======== DATASET RECORDS ========

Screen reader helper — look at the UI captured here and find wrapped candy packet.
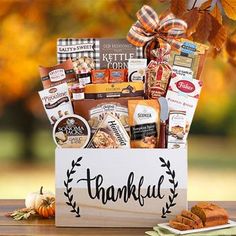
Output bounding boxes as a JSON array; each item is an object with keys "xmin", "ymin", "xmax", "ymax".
[
  {"xmin": 145, "ymin": 60, "xmax": 172, "ymax": 99},
  {"xmin": 87, "ymin": 114, "xmax": 130, "ymax": 148}
]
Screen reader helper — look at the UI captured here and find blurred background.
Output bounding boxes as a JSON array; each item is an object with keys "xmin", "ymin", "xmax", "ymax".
[{"xmin": 0, "ymin": 0, "xmax": 236, "ymax": 200}]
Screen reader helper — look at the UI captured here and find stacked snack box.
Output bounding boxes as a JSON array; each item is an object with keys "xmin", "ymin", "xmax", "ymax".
[{"xmin": 39, "ymin": 6, "xmax": 207, "ymax": 227}]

========

§ **PROBLEM DETAILS**
Recast every line of the rows above as a JSON list of strings, one string per line, leaving out blank lines. Omit the pictures.

§ **FULL SOLUTION**
[
  "Screen reader helper — look at the UI captured here and find wrapped candy packet.",
  "Output bounding boxes as a JSON array; each item is an object with keys \"xmin\", \"ymin\", \"xmax\", \"ymax\".",
  "[",
  "  {\"xmin\": 145, \"ymin\": 60, \"xmax\": 172, \"ymax\": 99},",
  "  {\"xmin\": 87, \"ymin\": 114, \"xmax\": 130, \"ymax\": 148}",
  "]",
  "Screen reader helper — look at the UI captured here and find blurred background.",
  "Output bounding boxes as a JSON array; each item is an object with keys \"xmin\", \"ymin\", \"xmax\", \"ymax\".",
  "[{\"xmin\": 0, \"ymin\": 0, \"xmax\": 236, \"ymax\": 200}]",
  "Screen reader helper — look at the UI captured here and find stacked snack box.",
  "Output bounding boxes as a JSON array; each item is an object with keys \"xmin\", \"ymin\", \"xmax\", \"ymax\".",
  "[{\"xmin\": 39, \"ymin\": 6, \"xmax\": 207, \"ymax\": 227}]"
]